EXERCISE DETAILS:
Copy out every item below word for word, changing nothing.

THE DATA:
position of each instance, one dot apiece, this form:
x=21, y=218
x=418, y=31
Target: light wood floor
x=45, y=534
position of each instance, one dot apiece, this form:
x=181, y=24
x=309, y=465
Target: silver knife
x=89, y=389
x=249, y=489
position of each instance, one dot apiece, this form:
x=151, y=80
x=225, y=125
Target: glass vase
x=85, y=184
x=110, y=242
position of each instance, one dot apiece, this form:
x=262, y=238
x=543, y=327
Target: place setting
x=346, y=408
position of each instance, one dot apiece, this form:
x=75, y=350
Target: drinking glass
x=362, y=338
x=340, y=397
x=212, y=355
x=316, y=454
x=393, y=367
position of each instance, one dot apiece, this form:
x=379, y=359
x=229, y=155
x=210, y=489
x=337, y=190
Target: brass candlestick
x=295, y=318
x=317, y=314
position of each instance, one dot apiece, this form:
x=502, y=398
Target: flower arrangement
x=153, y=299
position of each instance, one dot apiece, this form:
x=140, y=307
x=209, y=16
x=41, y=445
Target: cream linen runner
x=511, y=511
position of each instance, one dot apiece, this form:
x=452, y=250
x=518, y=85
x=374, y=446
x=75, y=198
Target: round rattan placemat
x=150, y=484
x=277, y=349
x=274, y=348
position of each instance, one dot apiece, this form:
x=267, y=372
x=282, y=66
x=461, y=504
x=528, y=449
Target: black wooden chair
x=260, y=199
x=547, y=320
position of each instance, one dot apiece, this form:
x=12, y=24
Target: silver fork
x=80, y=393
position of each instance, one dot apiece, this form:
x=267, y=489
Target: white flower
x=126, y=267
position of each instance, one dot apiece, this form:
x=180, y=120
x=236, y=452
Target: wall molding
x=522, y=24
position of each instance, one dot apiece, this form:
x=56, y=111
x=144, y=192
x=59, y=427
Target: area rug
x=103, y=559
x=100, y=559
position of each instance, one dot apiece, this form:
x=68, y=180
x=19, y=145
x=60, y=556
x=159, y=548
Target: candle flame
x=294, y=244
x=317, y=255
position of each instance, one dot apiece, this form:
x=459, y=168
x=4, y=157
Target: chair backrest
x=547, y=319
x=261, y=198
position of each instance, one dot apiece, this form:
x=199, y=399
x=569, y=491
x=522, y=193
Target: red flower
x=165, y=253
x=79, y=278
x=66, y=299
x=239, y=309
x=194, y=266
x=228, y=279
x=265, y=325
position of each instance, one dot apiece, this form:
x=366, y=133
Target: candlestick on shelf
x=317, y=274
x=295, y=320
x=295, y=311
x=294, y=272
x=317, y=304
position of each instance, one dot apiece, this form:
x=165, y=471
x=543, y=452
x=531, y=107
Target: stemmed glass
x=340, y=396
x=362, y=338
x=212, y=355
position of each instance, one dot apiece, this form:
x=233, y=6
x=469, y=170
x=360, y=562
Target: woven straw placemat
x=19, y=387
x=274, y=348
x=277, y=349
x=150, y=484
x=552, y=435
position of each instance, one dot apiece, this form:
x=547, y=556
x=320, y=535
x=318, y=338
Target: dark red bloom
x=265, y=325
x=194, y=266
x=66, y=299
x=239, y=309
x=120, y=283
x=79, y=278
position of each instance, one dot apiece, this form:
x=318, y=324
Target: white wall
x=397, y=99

TASK RESPONSE:
position of each instance, one dot apiece, this form:
x=21, y=218
x=418, y=31
Target: light wood floor
x=45, y=534
position of each instance, one dot apiece, this form:
x=181, y=24
x=309, y=465
Target: silver knife
x=89, y=389
x=249, y=489
position of each instance, one dot apiece, this form:
x=151, y=80
x=225, y=125
Target: glass vase
x=85, y=184
x=110, y=242
position of each instance, one dot apiece, this form:
x=262, y=238
x=543, y=327
Target: place setting
x=346, y=408
position of each instance, one dot apiece, this form:
x=75, y=350
Target: drinking glass
x=362, y=338
x=340, y=397
x=212, y=355
x=316, y=454
x=393, y=367
position of each instance, one dot apiece, this form:
x=379, y=359
x=229, y=155
x=210, y=489
x=337, y=190
Target: brass candlestick
x=295, y=318
x=317, y=314
position of each instance, one dot apiece, this form:
x=502, y=398
Target: flower arrangement
x=153, y=299
position of each instance, one dot apiece, this form:
x=140, y=307
x=209, y=16
x=41, y=445
Target: cream linen runner
x=511, y=511
position of each instance, one dot apiece, this form:
x=452, y=250
x=518, y=85
x=374, y=446
x=75, y=198
Target: round rattan placemat
x=150, y=484
x=277, y=349
x=274, y=348
position of each instance, one dot apiece, this form:
x=267, y=372
x=282, y=66
x=461, y=504
x=528, y=449
Target: black wooden chair
x=260, y=199
x=547, y=320
position of each instance, one dot apiece, this form:
x=12, y=24
Target: silver fork
x=80, y=393
position of each instance, one dot apiece, this form:
x=267, y=489
Target: white flower
x=126, y=267
position of each instance, one dot apiece, this form:
x=180, y=120
x=236, y=452
Target: wall molding
x=522, y=24
position of each instance, one dot apiece, this form:
x=56, y=111
x=144, y=192
x=59, y=427
Target: area rug
x=103, y=559
x=100, y=559
position of each instance, one dot apiece, this form:
x=68, y=180
x=19, y=145
x=60, y=556
x=159, y=548
Target: candle flame
x=294, y=244
x=317, y=255
position of each instance, one dot apiece, this form:
x=459, y=168
x=4, y=157
Target: chair backrest
x=547, y=319
x=261, y=198
position of each instance, one dot apiece, this form:
x=199, y=399
x=569, y=491
x=522, y=193
Target: red flower
x=165, y=253
x=79, y=278
x=66, y=299
x=239, y=309
x=194, y=266
x=228, y=279
x=265, y=325
position of each instance, one dot apiece, this form:
x=366, y=133
Target: candlestick on shelf
x=317, y=274
x=295, y=320
x=295, y=311
x=294, y=272
x=317, y=304
position of each instance, one dot apiece, this form:
x=165, y=471
x=543, y=452
x=531, y=107
Target: stemmed glass
x=340, y=396
x=362, y=338
x=212, y=355
position of each instance, one dot apiece, this form:
x=233, y=6
x=469, y=170
x=360, y=562
Target: woven straw placemat
x=19, y=387
x=274, y=348
x=277, y=349
x=150, y=484
x=552, y=435
position of each instance, one dot apiece, this form:
x=547, y=556
x=320, y=535
x=318, y=338
Target: dark red bloom
x=265, y=325
x=194, y=266
x=66, y=299
x=239, y=309
x=120, y=283
x=79, y=278
position of each instance, one dot apiece, this form:
x=318, y=324
Target: white wall
x=397, y=99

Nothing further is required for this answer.